Return the data below exactly, stopping after the line with "139L317 129L259 64ZM267".

**Dataset excerpts:**
[Start of Attachment]

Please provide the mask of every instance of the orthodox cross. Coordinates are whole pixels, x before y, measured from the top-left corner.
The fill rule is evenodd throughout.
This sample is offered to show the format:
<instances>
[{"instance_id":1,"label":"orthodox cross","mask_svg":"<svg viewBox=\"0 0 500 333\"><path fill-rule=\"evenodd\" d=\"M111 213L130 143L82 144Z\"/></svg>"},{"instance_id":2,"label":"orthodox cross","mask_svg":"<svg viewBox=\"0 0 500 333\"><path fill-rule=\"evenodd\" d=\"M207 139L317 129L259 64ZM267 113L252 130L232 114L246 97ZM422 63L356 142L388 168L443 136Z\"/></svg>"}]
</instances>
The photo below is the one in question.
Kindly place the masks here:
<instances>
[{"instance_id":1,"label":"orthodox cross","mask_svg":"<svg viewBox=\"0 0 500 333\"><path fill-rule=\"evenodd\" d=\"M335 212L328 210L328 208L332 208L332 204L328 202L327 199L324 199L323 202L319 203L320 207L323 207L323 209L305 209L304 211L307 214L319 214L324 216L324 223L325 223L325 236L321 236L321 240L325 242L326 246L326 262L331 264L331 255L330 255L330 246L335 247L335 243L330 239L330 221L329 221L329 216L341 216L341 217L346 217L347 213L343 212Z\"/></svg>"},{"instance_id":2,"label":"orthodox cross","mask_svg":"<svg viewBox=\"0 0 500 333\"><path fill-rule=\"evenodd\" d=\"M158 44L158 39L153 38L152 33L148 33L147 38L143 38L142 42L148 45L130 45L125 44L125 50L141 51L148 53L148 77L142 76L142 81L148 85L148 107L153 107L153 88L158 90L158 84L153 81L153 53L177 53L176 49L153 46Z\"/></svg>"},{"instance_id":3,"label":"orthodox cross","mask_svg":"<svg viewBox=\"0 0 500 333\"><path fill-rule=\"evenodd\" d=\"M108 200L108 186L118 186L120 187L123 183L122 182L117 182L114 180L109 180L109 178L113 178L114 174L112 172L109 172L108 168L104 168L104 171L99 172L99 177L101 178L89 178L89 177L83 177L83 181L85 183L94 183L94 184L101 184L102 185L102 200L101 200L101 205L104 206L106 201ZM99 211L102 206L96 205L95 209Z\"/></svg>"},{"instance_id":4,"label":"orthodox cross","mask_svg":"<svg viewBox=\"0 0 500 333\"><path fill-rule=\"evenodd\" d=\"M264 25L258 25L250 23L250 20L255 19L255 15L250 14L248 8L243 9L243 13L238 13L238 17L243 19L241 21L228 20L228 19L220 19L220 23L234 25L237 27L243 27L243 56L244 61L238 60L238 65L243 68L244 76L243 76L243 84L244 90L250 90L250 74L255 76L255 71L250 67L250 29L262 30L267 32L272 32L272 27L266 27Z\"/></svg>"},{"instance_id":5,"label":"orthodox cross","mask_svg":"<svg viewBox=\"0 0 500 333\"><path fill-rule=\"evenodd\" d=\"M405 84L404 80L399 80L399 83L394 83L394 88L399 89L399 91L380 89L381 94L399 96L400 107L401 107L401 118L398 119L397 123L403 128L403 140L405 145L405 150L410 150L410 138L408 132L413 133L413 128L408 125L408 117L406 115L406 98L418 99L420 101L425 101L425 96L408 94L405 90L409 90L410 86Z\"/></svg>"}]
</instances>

[End of Attachment]

**Result for this task:**
Please provide the mask of every instance of the orthodox cross. Coordinates are whole pixels, x before y, measured from the top-left corner.
The fill rule is evenodd throughout.
This sample is offered to show the format:
<instances>
[{"instance_id":1,"label":"orthodox cross","mask_svg":"<svg viewBox=\"0 0 500 333\"><path fill-rule=\"evenodd\" d=\"M111 213L130 143L82 144Z\"/></svg>"},{"instance_id":2,"label":"orthodox cross","mask_svg":"<svg viewBox=\"0 0 500 333\"><path fill-rule=\"evenodd\" d=\"M207 139L317 129L259 64ZM267 113L252 130L232 114L246 97ZM422 63L356 142L388 168L443 136Z\"/></svg>"}]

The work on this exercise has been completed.